## Dataset records
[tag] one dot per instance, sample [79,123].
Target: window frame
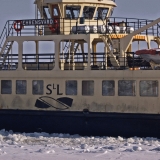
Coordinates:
[82,87]
[10,88]
[113,89]
[76,88]
[25,87]
[133,90]
[148,95]
[42,87]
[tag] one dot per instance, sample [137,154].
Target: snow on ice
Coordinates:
[31,146]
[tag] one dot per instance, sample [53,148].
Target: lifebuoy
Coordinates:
[16,24]
[55,26]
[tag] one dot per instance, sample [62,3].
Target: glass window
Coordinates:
[101,13]
[88,12]
[108,88]
[71,87]
[149,88]
[55,11]
[6,86]
[21,87]
[37,87]
[88,88]
[46,12]
[72,12]
[126,88]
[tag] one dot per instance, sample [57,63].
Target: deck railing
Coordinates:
[78,61]
[17,27]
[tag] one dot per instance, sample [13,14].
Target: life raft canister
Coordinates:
[55,26]
[18,25]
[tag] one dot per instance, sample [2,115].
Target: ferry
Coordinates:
[79,88]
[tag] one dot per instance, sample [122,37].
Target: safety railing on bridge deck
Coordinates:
[78,61]
[30,62]
[79,25]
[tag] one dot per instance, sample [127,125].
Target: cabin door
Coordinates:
[56,17]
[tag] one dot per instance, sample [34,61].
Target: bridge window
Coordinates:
[71,87]
[88,12]
[72,12]
[101,13]
[108,88]
[21,87]
[6,87]
[46,12]
[149,88]
[37,87]
[126,88]
[88,88]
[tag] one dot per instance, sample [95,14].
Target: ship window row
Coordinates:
[125,87]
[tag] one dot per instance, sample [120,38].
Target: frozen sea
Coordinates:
[40,146]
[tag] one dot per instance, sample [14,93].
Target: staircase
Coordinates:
[4,53]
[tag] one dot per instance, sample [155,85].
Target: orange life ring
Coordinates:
[54,27]
[16,26]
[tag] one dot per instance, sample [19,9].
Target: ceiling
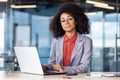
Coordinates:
[88,7]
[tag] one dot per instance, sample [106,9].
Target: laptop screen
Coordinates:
[28,60]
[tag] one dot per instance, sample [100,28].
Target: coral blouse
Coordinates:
[69,45]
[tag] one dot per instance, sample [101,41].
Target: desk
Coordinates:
[24,76]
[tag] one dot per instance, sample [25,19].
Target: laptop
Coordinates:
[29,62]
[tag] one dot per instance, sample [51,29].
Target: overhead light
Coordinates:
[106,7]
[3,0]
[97,3]
[23,6]
[100,5]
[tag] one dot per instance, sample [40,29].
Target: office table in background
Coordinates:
[82,76]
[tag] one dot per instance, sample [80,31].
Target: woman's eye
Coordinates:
[70,19]
[62,20]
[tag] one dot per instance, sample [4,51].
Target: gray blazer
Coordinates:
[81,56]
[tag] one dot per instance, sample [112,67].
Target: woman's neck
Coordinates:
[69,34]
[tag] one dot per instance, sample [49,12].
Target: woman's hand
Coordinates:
[59,68]
[44,67]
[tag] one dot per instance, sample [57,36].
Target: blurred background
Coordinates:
[26,23]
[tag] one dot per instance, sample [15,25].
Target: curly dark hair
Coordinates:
[77,12]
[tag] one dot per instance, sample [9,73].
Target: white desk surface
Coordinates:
[25,76]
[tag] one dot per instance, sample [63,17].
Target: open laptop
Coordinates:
[29,61]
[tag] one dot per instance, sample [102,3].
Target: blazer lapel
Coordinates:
[77,45]
[61,49]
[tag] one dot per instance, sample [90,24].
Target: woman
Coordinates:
[71,50]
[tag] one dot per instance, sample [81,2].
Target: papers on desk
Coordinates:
[103,74]
[111,75]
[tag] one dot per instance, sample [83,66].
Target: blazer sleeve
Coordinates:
[52,58]
[85,60]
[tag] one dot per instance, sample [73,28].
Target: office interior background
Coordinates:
[26,23]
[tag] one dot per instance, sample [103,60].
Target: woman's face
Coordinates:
[67,22]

## Stated goal
Give every line of the data above as a numbered list, leaving out blank lines and the pictures.

## Response
1. [tag] one dot per instance, sample [79,123].
2. Target: window frame
3. Coordinates:
4. [82,87]
5. [10,88]
6. [113,89]
7. [76,88]
8. [25,87]
9. [133,90]
10. [148,95]
11. [42,87]
12. [tag] one dot per instance, sample [137,154].
13. Target: snow on ice
14. Coordinates:
15. [31,146]
16. [tag] one dot per instance, sample [53,148].
17. Target: lifebuoy
18. Coordinates:
19. [16,24]
20. [55,26]
21. [tag] one dot per instance, sample [62,3].
22. Target: glass window
23. Coordinates:
24. [101,13]
25. [88,12]
26. [108,88]
27. [71,87]
28. [149,88]
29. [55,11]
30. [6,86]
31. [21,87]
32. [37,87]
33. [88,88]
34. [46,12]
35. [72,12]
36. [126,88]
37. [tag] one dot per instance, sample [57,63].
38. Target: deck railing
39. Coordinates:
40. [78,61]
41. [17,27]
42. [tag] one dot per instance, sample [13,14].
43. Target: life raft canister
44. Coordinates:
45. [55,26]
46. [18,25]
47. [tag] one dot per instance, sample [2,115].
48. Target: ferry
49. Coordinates:
50. [79,88]
51. [tag] one dot per instance, sample [122,37].
52. Target: safety railing on bridge deck
53. Coordinates:
54. [78,61]
55. [30,62]
56. [79,25]
57. [tag] one dot per instance, sample [127,125].
58. Target: cabin door
59. Coordinates:
60. [56,17]
61. [tag] one dot per instance, sample [34,61].
62. Target: bridge window
63. Coordinates:
64. [71,87]
65. [88,12]
66. [72,12]
67. [101,13]
68. [108,88]
69. [21,87]
70. [6,87]
71. [46,12]
72. [149,88]
73. [37,87]
74. [126,88]
75. [88,88]
76. [tag] one dot per instance, sample [95,14].
77. Target: ship window row
78. Coordinates:
79. [125,87]
80. [tag] one dot per instance, sample [120,38].
81. Target: frozen sea
82. Coordinates:
83. [40,146]
84. [tag] one dot per instance, sample [14,93].
85. Target: staircase
86. Coordinates:
87. [4,53]
88. [tag] one dot per instance, sample [155,85].
89. Target: orange life ring
90. Coordinates:
91. [54,27]
92. [16,26]
93. [tag] one dot per instance, sample [19,9].
94. Target: ceiling
95. Coordinates:
96. [88,7]
97. [tag] one dot per instance, sample [106,9].
98. Target: laptop screen
99. Coordinates:
100. [28,60]
101. [tag] one dot per instance, sample [100,28].
102. Target: coral blouse
103. Coordinates:
104. [69,45]
105. [tag] one dot per instance, sample [101,41].
106. Target: desk
107. Coordinates:
108. [24,76]
109. [tag] one dot per instance, sample [25,19].
110. Target: laptop
111. Coordinates:
112. [29,62]
113. [tag] one dot per instance, sample [51,29].
114. Target: overhead light
115. Coordinates:
116. [106,7]
117. [3,0]
118. [97,3]
119. [23,6]
120. [100,5]
121. [tag] one dot per instance, sample [40,29].
122. Target: office table in background
123. Coordinates:
124. [82,76]
125. [tag] one dot per instance, sample [80,31].
126. Target: woman's eye
127. Coordinates:
128. [70,19]
129. [62,20]
130. [tag] one dot per instance, sample [4,51].
131. Target: gray blazer
132. Coordinates:
133. [81,56]
134. [tag] one dot per instance, sample [112,67].
135. Target: woman's neck
136. Coordinates:
137. [69,34]
138. [tag] one dot per instance, sample [49,12].
139. Target: woman's hand
140. Coordinates:
141. [59,68]
142. [44,67]
143. [tag] one dot per instance, sample [57,36].
144. Target: blurred background
145. Coordinates:
146. [26,23]
147. [tag] one dot per instance, sample [15,25].
148. Target: curly dark hair
149. Coordinates:
150. [77,12]
151. [tag] one dot per instance, sample [9,73].
152. Target: white desk surface
153. Coordinates:
154. [25,76]
155. [tag] one dot per instance, sample [63,17].
156. Target: open laptop
157. Coordinates:
158. [29,61]
159. [tag] one dot per instance, sample [102,3].
160. Target: blazer lapel
161. Coordinates:
162. [77,45]
163. [61,49]
164. [tag] one dot per instance, sample [90,24].
165. Target: woman
166. Coordinates:
167. [71,50]
168. [tag] one dot per instance, sample [81,2].
169. Target: papers on desk
170. Coordinates:
171. [103,74]
172. [111,75]
173. [tag] one dot per instance, sample [83,66].
174. Target: blazer sleeve
175. Coordinates:
176. [52,58]
177. [85,60]
178. [tag] one dot per instance, sample [73,28].
179. Target: office interior background
180. Coordinates:
181. [26,23]
182. [tag] one dot per instance, sample [103,60].
183. Target: woman's face
184. Coordinates:
185. [67,22]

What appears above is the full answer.